**Required task A**
Write out the passage on Oil message payloads word for word, beginning at the words "A transport layer" and stopping after "AKA framing protocol.".

**Passage given**

★ ★ ★ ★ ★

In OSH / Oil, a message will have a concrete payload type of either:

  • string, if the payload can be safely presented as "plain text".
  • bytestring, if the payload contains some arbitrary byte sequences.

Any individual message, will be either text or binary. Any given channel may support text, binary, or both message types, depending on its concrete format.

A message payload is sent "by value" regardless of the transport layer. In other words: it is "logically copied". No downstream receiver should ever observe non-local mutations to payload it has received. I.e. transport layers should never simply pass pointers.

There shouldbe absolutely no "spooky action at a distance". Any such observable behavior should be considered a serious bug.

bytestring

A concrete shell data type, the moral equivalent of python's bytes type.

  • initially mutable, can be explicitly frozen.
  • Oil could provide some builtins for marshalling common formats (msgpack, utf8, etc) into native types.
  • or, scripts can manually decode the contents,
  • or, scripts can forward to them an external process in a variety of ways.

This type corresponds to a binary message. The channel format must support binary data to send or receive a bytestring value.

bytestream

An interface which models a uni-directional, linear sequence of bytes, of unknown length. It can be either read from, or written to, but not both.

The semantics are the moral equivalent of posix read and write operations on a pipe. The interface provides no support for random access.

A transport layer will usually be some form of bytestream, but need not be so long as it can emulate message-passing semantics.

format

AKA framing protocol.

Any scheme for implementing channel mesage-passing semantics in terms of bytestreams, as described above.

See Formats in the details section for more.

Oil External Protocol (OEP)

A particular format optimized for maximum flexibility.

See the Details section for more.

Adapter

AKA shim.

Any external tool which can produce or consume structured data via OEP over pipes, or any other supported combination transport layer and format.

Terms defined elsewhere

  • "actor", as in "the actor model"
  • "process" as in a unix process
  • TBD: scrub this for any other borrwoed terms.

Applications / Motivating Examples

The theme is that efficient support for binary records can extend the reach of shell to new niches, and ease the use of shell in its current niches.

In no particular order....

★ ★ ★ ★ ★

**The data**
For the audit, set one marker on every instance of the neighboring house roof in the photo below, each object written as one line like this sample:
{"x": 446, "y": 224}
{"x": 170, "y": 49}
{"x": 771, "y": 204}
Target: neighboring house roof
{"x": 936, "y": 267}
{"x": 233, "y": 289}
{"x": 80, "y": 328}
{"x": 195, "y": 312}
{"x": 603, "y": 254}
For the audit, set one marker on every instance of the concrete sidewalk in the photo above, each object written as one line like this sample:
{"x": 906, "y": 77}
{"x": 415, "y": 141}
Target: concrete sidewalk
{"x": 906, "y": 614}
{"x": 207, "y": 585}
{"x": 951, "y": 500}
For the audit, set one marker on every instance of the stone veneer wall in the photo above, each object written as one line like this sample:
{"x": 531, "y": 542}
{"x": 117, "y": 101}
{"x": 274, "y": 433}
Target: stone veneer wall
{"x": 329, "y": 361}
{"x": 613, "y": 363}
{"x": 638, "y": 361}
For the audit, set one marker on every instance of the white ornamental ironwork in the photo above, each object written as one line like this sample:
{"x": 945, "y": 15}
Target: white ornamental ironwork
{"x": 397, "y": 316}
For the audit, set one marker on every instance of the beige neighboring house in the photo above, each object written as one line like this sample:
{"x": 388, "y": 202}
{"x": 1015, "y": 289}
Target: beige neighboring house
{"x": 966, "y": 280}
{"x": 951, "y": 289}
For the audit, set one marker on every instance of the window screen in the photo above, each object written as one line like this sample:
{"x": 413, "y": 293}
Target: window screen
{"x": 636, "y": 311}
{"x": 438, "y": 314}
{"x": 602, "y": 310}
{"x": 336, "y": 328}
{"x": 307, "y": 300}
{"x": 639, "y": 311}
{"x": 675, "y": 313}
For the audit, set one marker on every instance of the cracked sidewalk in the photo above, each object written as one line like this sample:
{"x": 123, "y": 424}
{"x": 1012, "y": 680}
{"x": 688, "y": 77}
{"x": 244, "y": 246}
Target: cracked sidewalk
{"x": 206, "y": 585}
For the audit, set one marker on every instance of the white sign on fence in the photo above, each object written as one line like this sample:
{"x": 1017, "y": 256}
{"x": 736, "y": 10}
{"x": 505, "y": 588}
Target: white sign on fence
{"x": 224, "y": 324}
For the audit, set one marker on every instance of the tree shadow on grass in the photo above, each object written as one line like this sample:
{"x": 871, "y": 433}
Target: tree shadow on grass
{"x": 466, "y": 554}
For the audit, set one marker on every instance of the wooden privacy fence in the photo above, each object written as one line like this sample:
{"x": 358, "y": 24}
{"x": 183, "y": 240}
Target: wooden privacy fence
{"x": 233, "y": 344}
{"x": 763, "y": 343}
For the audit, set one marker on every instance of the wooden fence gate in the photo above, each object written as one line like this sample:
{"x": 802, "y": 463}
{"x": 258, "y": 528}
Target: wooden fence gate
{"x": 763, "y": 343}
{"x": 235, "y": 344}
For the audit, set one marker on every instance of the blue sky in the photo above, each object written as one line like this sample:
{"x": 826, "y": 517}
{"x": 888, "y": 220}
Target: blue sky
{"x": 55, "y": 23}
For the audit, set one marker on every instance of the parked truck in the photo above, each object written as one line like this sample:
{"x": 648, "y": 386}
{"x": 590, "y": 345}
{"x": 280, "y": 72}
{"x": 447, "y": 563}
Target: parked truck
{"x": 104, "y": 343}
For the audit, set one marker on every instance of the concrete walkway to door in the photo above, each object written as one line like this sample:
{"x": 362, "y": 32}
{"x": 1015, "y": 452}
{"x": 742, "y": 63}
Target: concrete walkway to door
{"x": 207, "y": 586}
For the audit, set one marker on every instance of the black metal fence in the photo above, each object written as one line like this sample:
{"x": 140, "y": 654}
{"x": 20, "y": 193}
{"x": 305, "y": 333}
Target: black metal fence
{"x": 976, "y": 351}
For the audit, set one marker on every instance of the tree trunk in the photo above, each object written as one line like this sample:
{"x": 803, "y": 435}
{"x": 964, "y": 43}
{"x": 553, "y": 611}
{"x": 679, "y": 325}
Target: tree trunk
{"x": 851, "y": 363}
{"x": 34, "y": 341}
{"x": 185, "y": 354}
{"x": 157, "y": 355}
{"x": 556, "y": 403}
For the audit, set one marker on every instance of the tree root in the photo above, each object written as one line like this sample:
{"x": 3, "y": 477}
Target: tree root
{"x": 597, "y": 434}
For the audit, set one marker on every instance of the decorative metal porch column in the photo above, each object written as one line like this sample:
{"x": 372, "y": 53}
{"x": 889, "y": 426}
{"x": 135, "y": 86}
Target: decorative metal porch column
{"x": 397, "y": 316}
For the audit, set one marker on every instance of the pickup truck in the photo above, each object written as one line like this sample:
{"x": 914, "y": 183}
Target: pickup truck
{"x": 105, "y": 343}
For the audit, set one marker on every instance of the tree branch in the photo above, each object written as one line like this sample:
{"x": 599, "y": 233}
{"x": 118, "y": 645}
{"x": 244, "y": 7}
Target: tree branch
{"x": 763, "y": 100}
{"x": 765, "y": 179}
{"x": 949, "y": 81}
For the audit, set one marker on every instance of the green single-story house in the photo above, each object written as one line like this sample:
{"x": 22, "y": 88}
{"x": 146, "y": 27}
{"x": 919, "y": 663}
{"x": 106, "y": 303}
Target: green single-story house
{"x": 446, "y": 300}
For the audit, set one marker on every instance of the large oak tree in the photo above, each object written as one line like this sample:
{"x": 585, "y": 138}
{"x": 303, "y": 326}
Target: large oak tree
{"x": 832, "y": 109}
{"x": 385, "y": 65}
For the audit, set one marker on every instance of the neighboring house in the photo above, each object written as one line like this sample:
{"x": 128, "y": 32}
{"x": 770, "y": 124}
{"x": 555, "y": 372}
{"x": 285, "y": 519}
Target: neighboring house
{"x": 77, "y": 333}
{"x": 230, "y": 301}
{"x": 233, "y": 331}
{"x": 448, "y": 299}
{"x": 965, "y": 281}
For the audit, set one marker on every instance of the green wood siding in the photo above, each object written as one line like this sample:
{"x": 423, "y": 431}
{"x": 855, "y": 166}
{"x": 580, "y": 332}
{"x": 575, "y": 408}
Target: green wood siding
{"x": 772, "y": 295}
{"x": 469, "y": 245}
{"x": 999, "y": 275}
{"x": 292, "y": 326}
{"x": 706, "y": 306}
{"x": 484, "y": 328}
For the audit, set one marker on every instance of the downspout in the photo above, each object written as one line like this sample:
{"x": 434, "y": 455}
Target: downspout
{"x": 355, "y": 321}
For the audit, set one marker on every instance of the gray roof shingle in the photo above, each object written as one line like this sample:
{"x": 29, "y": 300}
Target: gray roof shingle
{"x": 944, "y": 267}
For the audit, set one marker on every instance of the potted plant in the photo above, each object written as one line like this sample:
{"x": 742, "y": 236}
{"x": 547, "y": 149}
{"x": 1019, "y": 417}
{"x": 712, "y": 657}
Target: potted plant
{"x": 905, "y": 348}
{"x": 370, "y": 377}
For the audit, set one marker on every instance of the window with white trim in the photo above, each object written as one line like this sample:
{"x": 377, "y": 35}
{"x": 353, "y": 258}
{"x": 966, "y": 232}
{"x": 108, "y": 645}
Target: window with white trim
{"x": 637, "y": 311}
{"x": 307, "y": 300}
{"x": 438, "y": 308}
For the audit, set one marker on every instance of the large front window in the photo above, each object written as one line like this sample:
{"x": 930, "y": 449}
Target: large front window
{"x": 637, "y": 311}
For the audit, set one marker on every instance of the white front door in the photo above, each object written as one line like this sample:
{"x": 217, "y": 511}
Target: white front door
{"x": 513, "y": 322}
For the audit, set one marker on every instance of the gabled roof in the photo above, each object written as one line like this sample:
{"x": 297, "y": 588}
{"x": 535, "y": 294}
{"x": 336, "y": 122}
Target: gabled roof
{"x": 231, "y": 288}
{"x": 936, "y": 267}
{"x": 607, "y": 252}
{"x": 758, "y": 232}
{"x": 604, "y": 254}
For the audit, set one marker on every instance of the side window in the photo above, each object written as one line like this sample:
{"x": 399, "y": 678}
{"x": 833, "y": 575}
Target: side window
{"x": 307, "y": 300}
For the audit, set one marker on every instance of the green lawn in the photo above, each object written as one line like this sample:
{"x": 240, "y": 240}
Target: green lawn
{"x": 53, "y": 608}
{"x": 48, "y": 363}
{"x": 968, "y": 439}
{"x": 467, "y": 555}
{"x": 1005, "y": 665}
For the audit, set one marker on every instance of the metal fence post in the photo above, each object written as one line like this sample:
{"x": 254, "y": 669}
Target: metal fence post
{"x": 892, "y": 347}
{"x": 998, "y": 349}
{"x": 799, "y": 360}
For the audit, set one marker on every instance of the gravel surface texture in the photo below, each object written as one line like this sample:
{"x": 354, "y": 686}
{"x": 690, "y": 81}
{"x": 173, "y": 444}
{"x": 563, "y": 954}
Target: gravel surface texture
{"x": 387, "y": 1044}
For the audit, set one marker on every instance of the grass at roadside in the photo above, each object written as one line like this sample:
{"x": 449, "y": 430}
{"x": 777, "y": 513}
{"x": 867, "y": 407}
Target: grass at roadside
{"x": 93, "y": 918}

★ ★ ★ ★ ★

**Required task B**
In the records, from the first line through the line containing "Target: neighboring house roof", swap "marker" for "point" and give back only those lines, with nothing else altered.

**Worked solution A**
A transport layer will usually be some form of bytestream, but need not be so long as it can emulate message-passing semantics.

format

AKA framing protocol.

**Worked solution B**
For the audit, set one point on every instance of the neighboring house roof in the photo below, each object written as one line like this sample:
{"x": 446, "y": 224}
{"x": 170, "y": 49}
{"x": 771, "y": 204}
Target: neighboring house roof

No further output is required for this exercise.